BEGIN
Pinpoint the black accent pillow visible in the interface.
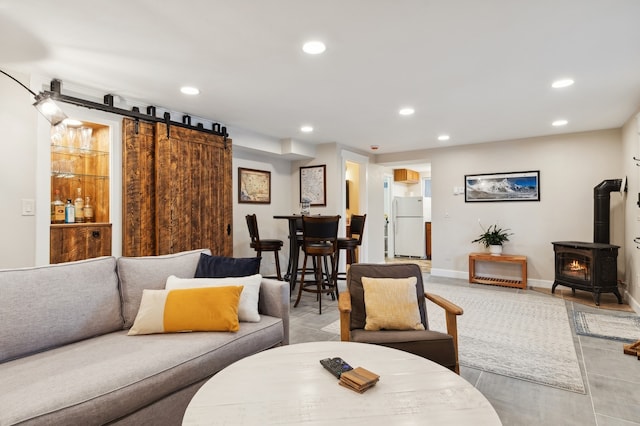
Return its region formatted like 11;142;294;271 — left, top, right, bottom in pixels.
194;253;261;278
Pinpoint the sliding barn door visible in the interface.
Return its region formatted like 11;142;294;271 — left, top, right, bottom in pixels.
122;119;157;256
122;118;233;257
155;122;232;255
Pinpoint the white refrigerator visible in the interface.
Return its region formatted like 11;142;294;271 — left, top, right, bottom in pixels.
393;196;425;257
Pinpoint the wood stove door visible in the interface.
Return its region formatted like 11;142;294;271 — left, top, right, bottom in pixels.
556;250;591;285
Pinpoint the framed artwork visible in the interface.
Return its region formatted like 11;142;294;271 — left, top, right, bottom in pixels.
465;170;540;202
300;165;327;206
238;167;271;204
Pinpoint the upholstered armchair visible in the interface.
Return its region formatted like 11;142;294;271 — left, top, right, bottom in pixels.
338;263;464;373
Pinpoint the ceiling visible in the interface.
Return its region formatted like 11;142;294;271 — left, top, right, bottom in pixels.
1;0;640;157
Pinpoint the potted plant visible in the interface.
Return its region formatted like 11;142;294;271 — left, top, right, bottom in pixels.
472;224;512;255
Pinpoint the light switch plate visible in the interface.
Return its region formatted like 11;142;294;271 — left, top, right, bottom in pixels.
END
# Task brief
The answer must restate every entry word for word, with the pictures left out.

# Exercise output
Pinpoint the black accent pillow visible in the interface.
Return its region formatted like 11;142;294;271 — left, top, right, bottom in pixels.
194;253;261;278
Pinpoint the sliding barn door visible in the interface.
Return its region formatted like 11;142;294;271 — left, top, right, bottom in pixels.
122;119;157;256
122;118;233;257
155;122;232;255
Pinpoint the white refrigerator visible in the interface.
Return its region formatted like 11;142;294;271 — left, top, right, bottom in pixels.
393;196;425;257
Pinpoint the wood stove door visible in the interface.
Return its region formatted like 11;142;294;271 — left, top, right, bottom in pixels.
556;250;591;285
Pinpoint the framed artwork visible in the interface.
Return its region formatted like 11;142;294;271 — left, top, right, bottom in pixels.
465;170;540;202
300;165;327;206
238;167;271;204
Pinpoint the upholstered armchair visible in the interface.
Return its region formatted like 11;142;294;271 — left, top, right, bottom in pixels.
338;263;464;373
Pinpoint the ceiling visible in the interface.
Return its region formatted like 11;142;294;271 — left, top, right, bottom in pixels.
1;0;640;157
Pinpoint the potted plant visible in the interface.
Return its region formatted like 11;142;294;271 — left, top, right, bottom in pixels.
472;224;512;255
Pinpoint the light switch plate visible in the interface.
Return its region formatted like 11;142;294;271 — left, top, right, bottom in pixels.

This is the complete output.